__SUPPLIED INFORMATION__

>> Start

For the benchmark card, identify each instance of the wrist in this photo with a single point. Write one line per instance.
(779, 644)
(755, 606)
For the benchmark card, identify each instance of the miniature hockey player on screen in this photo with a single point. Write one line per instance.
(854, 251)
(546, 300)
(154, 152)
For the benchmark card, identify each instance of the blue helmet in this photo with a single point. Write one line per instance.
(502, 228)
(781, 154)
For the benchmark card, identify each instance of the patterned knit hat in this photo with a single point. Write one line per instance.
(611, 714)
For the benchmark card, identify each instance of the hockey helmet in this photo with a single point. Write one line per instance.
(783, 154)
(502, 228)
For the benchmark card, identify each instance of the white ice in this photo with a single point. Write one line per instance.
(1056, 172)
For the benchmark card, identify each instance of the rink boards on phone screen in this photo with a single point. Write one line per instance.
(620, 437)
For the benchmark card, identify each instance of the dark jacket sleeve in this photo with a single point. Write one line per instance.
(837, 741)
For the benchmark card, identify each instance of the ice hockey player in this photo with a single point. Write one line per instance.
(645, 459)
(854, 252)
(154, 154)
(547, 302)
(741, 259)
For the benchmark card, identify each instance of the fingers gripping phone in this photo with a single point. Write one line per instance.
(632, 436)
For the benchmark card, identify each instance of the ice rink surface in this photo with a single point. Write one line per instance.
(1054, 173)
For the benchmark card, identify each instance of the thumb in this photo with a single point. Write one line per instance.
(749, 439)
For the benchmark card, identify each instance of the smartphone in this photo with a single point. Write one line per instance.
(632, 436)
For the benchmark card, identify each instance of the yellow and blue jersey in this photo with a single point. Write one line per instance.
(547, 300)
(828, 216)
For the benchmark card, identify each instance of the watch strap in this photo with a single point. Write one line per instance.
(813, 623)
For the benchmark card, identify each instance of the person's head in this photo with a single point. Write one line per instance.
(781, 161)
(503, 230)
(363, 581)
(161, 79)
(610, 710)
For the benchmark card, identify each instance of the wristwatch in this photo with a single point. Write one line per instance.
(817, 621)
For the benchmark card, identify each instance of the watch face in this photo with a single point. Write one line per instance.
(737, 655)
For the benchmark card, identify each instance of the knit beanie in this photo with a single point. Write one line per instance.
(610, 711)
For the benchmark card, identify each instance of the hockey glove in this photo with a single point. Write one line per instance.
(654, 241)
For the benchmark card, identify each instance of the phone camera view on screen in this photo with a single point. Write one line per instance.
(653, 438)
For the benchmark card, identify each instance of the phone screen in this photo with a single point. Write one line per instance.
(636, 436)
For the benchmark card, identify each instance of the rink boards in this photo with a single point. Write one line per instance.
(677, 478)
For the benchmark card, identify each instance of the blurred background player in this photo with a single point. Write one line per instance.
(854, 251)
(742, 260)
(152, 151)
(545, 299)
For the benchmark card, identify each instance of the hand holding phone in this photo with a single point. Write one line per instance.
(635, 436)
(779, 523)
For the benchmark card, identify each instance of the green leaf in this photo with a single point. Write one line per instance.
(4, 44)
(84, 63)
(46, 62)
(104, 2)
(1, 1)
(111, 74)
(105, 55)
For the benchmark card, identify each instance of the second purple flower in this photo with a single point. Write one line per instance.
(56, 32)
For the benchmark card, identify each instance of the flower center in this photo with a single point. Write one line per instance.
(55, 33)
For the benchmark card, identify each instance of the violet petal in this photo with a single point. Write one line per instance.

>> End

__THE EXERCISE__
Please rewrite every line of the records from the line containing "For the benchmark card, identify each instance of the dark" through the line containing "(1054, 173)", multiplying each point coordinate in the answers by 1.35 and rounding to whole numbers, with halves rounded up. Leave all other wording unchanged and give only those lines.

__THE OUTPUT__
For the benchmark card, identify each instance of the dark jacket sleeve in this photo with a single point. Write one line per instance.
(1130, 1000)
For the benchmark card, identify each instance of the ice hockey player in this photo with a single point. Write one line per instance.
(871, 620)
(1153, 340)
(208, 208)
(738, 408)
(1000, 350)
For the benchmark card, identify each instance of the fingers gripping phone in this photo with a single point. Write one line per instance.
(853, 589)
For the benchmark card, identify each instance of the ice rink surface in this photo with a single point. Write one line per instance.
(1423, 234)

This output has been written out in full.